Records supplied »
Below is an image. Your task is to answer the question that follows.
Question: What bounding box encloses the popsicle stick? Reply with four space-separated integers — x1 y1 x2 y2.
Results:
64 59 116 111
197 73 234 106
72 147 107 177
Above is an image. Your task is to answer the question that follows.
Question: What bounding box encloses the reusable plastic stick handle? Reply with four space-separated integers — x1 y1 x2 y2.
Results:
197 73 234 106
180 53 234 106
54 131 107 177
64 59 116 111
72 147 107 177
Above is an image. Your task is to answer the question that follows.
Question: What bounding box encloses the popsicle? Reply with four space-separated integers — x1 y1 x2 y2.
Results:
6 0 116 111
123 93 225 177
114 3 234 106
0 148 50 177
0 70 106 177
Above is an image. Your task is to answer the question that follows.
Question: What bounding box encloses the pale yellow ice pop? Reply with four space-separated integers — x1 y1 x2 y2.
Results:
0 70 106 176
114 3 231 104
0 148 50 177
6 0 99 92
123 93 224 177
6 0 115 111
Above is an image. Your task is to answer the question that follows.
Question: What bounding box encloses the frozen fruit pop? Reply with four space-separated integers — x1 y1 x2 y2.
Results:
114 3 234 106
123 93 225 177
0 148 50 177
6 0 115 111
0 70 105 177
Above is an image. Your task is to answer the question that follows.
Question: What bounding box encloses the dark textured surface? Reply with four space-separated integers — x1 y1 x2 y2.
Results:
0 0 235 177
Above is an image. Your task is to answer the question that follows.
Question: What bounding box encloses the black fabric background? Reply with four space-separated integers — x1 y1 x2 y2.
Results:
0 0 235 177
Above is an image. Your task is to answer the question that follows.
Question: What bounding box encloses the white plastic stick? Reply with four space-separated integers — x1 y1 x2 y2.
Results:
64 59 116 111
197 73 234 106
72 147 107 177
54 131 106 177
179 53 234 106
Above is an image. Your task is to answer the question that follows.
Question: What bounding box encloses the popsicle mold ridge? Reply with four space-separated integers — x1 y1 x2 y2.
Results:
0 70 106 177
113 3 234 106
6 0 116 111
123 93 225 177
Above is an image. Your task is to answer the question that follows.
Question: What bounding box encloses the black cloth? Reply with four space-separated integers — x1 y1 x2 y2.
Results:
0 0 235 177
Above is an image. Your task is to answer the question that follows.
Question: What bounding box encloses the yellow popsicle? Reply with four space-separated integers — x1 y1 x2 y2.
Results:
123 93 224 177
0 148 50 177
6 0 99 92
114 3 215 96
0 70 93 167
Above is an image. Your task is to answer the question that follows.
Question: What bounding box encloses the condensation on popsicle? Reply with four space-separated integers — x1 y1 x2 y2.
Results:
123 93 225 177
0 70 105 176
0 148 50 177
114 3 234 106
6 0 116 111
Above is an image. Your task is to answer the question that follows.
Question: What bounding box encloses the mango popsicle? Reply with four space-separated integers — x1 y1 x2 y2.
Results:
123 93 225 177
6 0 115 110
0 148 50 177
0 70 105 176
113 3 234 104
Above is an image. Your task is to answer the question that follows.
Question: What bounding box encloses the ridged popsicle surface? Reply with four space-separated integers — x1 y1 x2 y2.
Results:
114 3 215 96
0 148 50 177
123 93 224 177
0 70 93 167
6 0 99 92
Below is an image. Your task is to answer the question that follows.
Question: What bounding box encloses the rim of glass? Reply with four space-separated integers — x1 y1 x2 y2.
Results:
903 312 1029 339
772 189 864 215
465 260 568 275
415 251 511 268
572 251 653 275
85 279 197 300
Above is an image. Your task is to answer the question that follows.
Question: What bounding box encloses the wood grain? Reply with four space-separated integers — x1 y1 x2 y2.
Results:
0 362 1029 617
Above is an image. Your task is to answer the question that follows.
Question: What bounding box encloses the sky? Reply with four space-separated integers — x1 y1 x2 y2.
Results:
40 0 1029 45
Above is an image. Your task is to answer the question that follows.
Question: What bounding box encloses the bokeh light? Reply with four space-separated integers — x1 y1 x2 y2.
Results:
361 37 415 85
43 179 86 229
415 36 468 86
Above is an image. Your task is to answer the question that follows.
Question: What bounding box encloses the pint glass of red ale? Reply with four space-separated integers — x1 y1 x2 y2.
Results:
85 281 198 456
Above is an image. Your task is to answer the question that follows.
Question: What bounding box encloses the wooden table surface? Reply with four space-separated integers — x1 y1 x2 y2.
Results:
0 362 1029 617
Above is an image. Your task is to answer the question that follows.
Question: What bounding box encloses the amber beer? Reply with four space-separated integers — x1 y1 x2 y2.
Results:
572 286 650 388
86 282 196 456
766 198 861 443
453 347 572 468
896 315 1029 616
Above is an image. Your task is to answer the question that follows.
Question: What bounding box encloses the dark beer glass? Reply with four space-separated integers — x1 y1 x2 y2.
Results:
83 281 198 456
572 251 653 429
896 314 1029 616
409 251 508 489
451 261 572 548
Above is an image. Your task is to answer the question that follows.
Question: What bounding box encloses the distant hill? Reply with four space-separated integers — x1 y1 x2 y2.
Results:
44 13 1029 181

Task to complete » Please reproduce the records verbatim, starting at their first line and stopping after the line that contains "179 53 234 106".

Solution to this problem »
Below is an image. Your task is to answer the question that follows.
Question: What bounding box encloses the popsicle stick? Reply with four space-separated integers — x1 y1 x2 y2.
Results:
64 59 116 111
197 73 234 106
72 147 107 177
Above is an image. Your task is to answer the question that follows.
Question: What bounding box encloses the reusable plastic stick handle? Reply with four space-separated integers — x1 y1 x2 y2.
Results:
197 73 234 106
180 53 234 106
54 131 107 177
64 59 116 111
72 147 107 177
Above is an image. Your task is to answer the question that follows.
Question: What bounding box encloses the popsicle? Reply with four space-separated integers — x1 y1 x2 y2.
Results:
6 0 116 111
123 93 225 177
114 3 234 106
0 148 50 177
0 70 106 177
Above is an image. Your task is to answer the question that follows.
Question: What bounding box encloses the pale yellow ice pop? Reply with four space-separated integers — x1 y1 x2 y2.
Results:
0 70 106 176
114 3 231 104
0 148 50 177
6 0 99 92
123 93 224 177
6 0 115 111
Above is an image. Your task is to answer the question that follows.
Question: What bounding box encloses the frozen fruit pop? Reply with four space-separated integers — x1 y1 x2 y2.
Results:
114 3 234 106
123 93 225 177
0 148 50 177
6 0 115 111
0 70 105 177
Above is an image. Your task is to answer the question that follows.
Question: What bounding box encloses the dark textured surface? Reply with four space-separated integers — x1 y1 x2 y2.
Results:
0 0 235 177
Above is an image. Your task is to answer the question that follows.
Question: What bounding box encloses the black fabric background? Reply with four space-separated integers — x1 y1 x2 y2.
Results:
0 0 235 177
Above is an image. Your task is to answer the question that follows.
Question: What bounding box encloses the white plastic stick? Reply with four space-separated integers — x1 y1 x2 y2.
Results:
64 59 116 111
197 73 234 106
72 147 107 177
54 131 106 177
179 53 234 106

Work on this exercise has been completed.